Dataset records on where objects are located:
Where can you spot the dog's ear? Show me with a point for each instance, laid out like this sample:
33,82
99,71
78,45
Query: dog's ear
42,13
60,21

**What to do**.
Rewrite all of the material above with "occurrence" substituted for "instance" and everything else left unchanged.

**Exercise output**.
Where can you spot the dog's ear? Show me with a point for each occurrence, laid out like this sample:
33,82
99,71
78,45
Query: dog's ear
42,13
60,21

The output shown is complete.